--- PAGE TEXT Enclosed Below ---
The Case for Electing Conservative Leadership in Fairbanks

The terms “partisan” and “non-partisan” are being thrown around a lot lately. Let’s talk about what it really means and other tactics that progressives use. The local government bodies are called non-partisan because, when an election is held, they do not have party affiliation listed on the ballot next to each candidate. Local governments save a lot of money this way because they don’t need to have a primary election.

Non-partisan doesn’t mean that the candidates don’t have a party or, as some like to imply the phrase means, that they are “neutral” and unbiased and always clearly in the center. This is actually not true of any candidate, as all have their principles and beliefs, and, in fact, that is what the voters are really voting on in a representative republic. The idea is that the candidates communicate what they believe and the principles that guide their political decisions, usually on some specific relevant issues, so that the voters can determine if they will handle their duties as they would like them to. It’s pretty important for it to work this way since you don’t usually know ahead of time what issues they will be voting on, so it lets you know what to expect.
--- End of Enclosed PAGE TEXT ---
--- RECORD SET Enclosed Below ---
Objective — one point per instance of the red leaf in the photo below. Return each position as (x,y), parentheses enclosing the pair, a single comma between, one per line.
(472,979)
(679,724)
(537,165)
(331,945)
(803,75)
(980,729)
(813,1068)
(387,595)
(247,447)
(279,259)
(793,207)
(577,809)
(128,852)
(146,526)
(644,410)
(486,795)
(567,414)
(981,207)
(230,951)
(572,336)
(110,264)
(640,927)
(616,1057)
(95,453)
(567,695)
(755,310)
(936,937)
--- End of Enclosed RECORD SET ---
[USING THE INFORMATION]:
[a] According to the text on electing leadership in Fairbanks, why are local government bodies called non-partisan?
[b] The text on electing leadership in Fairbanks says candidates should communicate their beliefs and guiding principles. Using its reasoning, explain why that matters to voters.

[ANSWERS GIVEN]:
[a] Local government bodies are called non-partisan because their election ballots do not list party affiliation next to each candidate.

[b] Voters usually don't know ahead of time which issues candidates will vote on. A candidate's stated beliefs and principles show what to expect, so voters can judge whether that candidate will handle the duties as they would like.